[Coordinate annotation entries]
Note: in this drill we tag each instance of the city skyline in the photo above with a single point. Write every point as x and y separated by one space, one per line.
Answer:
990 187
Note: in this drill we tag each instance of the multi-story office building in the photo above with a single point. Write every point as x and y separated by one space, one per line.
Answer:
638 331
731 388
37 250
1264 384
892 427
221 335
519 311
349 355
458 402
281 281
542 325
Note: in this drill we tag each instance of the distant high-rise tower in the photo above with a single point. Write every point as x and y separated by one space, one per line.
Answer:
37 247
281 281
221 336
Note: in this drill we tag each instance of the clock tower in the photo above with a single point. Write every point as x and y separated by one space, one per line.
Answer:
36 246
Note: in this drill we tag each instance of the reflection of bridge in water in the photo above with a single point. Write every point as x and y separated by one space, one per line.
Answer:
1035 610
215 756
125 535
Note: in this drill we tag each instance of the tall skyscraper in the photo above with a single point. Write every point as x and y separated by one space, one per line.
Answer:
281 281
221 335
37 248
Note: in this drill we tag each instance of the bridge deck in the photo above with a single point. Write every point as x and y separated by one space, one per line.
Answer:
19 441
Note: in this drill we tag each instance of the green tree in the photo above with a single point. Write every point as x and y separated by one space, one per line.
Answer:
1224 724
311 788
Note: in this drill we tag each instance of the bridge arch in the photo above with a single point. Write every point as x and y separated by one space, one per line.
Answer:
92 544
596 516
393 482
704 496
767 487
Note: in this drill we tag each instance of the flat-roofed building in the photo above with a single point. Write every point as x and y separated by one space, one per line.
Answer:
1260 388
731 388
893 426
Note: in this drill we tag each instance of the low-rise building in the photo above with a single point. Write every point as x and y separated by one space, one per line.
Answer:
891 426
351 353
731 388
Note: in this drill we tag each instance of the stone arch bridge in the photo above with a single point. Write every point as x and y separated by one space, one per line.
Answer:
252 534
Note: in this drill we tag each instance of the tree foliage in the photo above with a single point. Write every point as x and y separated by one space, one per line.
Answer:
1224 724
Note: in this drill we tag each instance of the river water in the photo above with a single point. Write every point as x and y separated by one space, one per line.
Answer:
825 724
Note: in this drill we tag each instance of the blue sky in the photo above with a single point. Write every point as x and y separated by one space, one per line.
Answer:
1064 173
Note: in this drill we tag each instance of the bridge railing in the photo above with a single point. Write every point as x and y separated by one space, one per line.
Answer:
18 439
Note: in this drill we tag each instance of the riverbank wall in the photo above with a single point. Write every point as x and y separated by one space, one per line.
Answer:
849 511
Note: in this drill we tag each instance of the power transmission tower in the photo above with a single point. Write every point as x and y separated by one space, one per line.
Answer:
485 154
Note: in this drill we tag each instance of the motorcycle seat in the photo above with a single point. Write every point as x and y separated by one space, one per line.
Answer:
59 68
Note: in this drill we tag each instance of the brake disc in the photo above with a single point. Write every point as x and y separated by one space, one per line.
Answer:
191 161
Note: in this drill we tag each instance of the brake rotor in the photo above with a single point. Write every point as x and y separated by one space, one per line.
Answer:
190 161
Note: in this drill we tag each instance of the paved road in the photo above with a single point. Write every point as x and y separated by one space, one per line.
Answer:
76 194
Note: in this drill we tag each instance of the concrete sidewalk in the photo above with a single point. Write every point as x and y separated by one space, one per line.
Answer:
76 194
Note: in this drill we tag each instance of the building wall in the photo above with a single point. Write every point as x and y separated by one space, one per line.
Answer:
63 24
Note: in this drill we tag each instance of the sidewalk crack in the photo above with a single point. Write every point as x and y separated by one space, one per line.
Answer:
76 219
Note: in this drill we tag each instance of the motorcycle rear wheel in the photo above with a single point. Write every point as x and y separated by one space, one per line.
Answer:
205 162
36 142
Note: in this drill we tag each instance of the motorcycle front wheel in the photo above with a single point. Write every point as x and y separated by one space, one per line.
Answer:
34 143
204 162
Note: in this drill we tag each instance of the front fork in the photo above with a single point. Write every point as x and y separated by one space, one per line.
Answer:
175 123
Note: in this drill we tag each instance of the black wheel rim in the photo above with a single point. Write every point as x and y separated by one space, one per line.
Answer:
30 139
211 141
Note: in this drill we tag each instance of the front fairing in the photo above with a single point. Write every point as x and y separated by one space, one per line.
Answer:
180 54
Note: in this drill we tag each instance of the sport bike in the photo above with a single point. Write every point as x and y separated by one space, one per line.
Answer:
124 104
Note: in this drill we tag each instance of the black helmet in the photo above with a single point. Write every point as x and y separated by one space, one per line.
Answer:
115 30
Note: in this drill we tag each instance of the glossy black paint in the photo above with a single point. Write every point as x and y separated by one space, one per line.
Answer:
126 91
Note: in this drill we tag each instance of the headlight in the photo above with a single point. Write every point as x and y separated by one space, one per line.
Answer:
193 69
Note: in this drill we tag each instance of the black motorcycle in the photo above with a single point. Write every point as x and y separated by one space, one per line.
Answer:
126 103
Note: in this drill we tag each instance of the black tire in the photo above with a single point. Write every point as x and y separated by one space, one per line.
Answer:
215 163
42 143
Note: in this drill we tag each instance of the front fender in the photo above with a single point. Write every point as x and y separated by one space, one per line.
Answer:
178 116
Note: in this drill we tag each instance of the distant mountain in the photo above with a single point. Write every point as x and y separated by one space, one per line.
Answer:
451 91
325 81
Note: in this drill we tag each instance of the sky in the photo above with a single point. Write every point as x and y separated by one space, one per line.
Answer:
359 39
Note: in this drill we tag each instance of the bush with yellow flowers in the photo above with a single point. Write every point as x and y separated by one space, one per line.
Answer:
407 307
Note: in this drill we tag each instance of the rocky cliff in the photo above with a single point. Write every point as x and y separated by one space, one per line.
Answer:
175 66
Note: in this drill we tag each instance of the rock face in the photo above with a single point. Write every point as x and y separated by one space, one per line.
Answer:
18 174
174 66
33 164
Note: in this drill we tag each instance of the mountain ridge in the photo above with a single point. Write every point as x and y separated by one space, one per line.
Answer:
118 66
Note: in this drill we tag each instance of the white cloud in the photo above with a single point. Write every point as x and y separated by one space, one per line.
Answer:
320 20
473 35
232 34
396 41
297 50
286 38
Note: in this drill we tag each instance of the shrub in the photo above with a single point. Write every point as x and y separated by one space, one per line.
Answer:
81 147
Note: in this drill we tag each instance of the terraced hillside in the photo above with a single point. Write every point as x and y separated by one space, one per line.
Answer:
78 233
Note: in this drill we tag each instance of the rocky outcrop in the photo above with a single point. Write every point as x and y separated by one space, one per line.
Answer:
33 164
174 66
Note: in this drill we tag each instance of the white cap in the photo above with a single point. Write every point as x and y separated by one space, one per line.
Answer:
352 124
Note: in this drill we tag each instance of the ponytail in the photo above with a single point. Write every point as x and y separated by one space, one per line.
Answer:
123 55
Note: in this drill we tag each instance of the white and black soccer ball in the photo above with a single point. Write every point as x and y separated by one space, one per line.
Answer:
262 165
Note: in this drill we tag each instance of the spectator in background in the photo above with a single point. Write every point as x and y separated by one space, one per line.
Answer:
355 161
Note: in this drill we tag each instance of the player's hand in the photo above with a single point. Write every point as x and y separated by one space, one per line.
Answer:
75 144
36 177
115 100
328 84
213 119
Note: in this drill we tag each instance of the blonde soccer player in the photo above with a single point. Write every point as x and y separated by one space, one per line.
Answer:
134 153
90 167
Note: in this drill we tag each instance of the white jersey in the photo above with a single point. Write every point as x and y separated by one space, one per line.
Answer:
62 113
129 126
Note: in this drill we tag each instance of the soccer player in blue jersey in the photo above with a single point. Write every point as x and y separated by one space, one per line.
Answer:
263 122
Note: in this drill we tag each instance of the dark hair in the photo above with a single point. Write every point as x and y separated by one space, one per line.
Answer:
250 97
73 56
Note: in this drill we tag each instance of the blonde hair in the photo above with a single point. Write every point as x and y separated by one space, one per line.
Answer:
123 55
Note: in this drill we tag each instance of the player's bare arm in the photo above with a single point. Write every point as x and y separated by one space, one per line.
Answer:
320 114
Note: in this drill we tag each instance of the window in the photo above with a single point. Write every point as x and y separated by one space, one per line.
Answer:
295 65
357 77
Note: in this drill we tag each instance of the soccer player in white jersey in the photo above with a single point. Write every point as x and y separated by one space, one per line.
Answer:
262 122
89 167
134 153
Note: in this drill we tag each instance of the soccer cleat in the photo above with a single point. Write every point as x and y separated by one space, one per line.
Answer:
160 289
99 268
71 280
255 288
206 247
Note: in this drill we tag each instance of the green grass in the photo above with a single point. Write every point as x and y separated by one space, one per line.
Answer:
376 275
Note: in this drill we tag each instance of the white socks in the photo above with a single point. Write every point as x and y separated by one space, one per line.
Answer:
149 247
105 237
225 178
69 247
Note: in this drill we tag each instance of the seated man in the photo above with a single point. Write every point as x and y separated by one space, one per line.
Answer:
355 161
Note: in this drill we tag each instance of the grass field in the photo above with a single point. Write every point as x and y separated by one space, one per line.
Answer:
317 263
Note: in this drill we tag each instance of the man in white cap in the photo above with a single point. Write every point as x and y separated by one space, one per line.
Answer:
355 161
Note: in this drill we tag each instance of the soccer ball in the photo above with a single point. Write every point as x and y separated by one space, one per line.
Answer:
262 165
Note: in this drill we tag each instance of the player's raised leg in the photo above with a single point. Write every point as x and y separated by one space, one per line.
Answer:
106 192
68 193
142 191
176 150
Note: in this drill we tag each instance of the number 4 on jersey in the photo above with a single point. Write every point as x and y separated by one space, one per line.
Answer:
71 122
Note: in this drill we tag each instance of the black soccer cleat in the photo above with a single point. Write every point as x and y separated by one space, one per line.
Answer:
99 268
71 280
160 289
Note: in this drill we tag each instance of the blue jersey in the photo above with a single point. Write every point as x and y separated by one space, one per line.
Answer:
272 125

▸ WRITTEN REQUEST
Each line from the one with "the soccer cleat" through the last line of the records must be written out word for word. Include nothing else.

▸ EXERCISE RESULT
Note: in this drill we tag each instance of the soccer cleat in the photo above with a single point. Write every point as x and y separated by one space, one per line.
Answer:
160 289
99 268
71 280
255 288
206 247
Note: in this drill we tag each instance of the green grass in the photo above with a single point. Write every point as x and y separated by one space, one per line.
Answer:
376 275
Note: in this drill we tag each instance of the white socks in the photo above with a single point. Write every point as x and y separated by one space, one per line.
Answer:
149 247
105 237
225 178
69 247
Note: in this drill we tag each instance of the seated man in the photo above with a single point. Write every point as x and y separated by one space, one per line.
Answer:
355 161
Note: in this drill we tag each instance of the grass field in the photo above with a single point. Write every point as x and y separated by one space, one per line.
Answer:
317 263
Note: in this drill we tag each instance of the man in white cap in the photo above with a single point. Write every point as x and y separated by one space, one per line.
Answer:
355 161
Note: in this drill we tag each instance of the soccer ball in the photo above with a single point. Write every point as x and y separated by one space, one per line.
Answer:
262 165
Note: in this drill we tag each instance of the player's raised leg in the photo above with a single point. Write every point as x and y separated by one space, one per line.
Answer:
106 192
68 193
142 191
176 150
Note: in this drill we tag each instance of the number 4 on jersey in the photo above with a single point. Write every point as x and y separated by one space, one per line.
Answer:
71 122
Note: in this drill we tag each instance of the black soccer cleat in the photo above with a single point. Write every point as x and y separated by one space, one per line.
Answer:
99 268
71 280
160 289
Note: in this drill we tag each instance of the blue jersey in the photo above with a single point. Write every point as x and y separated by one space, one per line.
Answer:
272 125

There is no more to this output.